# Text block
+ + + + + + +

When I first looked at the chimney, I started looking into what things I might be able to do myself, and from reading through some of the posts was looking at having a stainless cover made. I mentioned that option to an estimator today, and he said they don't recommend it because it will cause moisture to get trapped causing condensation that will rot out the crown. Don't know if the region makes a difference, but after reading some posts on here where some have installed the covers, was wondering if his statement was valid. The full caps are about 3 times the cost of the cover plus another $200 for installation, and that's for powder coated galvanized. Chimney is 26x72 inches with 2 flues.
 

begreen

Mooderator
Staff member
Nov 18, 2005
89,766
South Puget Sound, WA
I wouldn't expect a properly made and installed crown cap to trap major moisture. It should stay quite dry under there. If that is the route to be taken, consider stainless steel.
 

bholler

Chimney sweep
Staff member
Jan 14, 2014
25,654
central pa
Hope those of you with experience can shed some light. After a recent insert install, realized the chimney was leaking. Crown has some cracks but otherwise solid. Mortar joints were needing some help too. Have gotten several estimates for repointing and crown repair. None of the estimates included re-pouring a new crown. All the estimates include sealing the crown with Crown Seal, and 2 recommended full chimney cap.
When I first looked at the chimney, I started looking into what things I might be able to do myself, and from reading through some of the posts was looking at having a stainless cover made. I mentioned that option to an estimator today, and he said they don't recommend it because it will cause moisture to get trapped causing condensation that will rot out the crown. Don't know if the region makes a difference, but after reading some posts on here where some have installed the covers, was wondering if his statement was valid. The full caps are about 3 times the cost of the cover plus another $200 for installation, and that's for powder coated galvanized. Chimney is 26x72 inches with 2 flues.

+ + + + + + +

# Source material
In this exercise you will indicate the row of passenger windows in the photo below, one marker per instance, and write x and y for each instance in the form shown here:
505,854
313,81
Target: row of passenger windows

+ + + + + + +

# What you need to do
Answer these questions about the chimney text:
(a) What are the chimney's dimensions, and how many flues does it have?
(b) The reply saying a properly made crown cap should stay quite dry recommends considering what material?
(c) What product do all the estimates include for sealing the crown?

# Solution
(a) 26x72 inches, with 2 flues.
(b) Stainless steel.
(c) Crown Seal.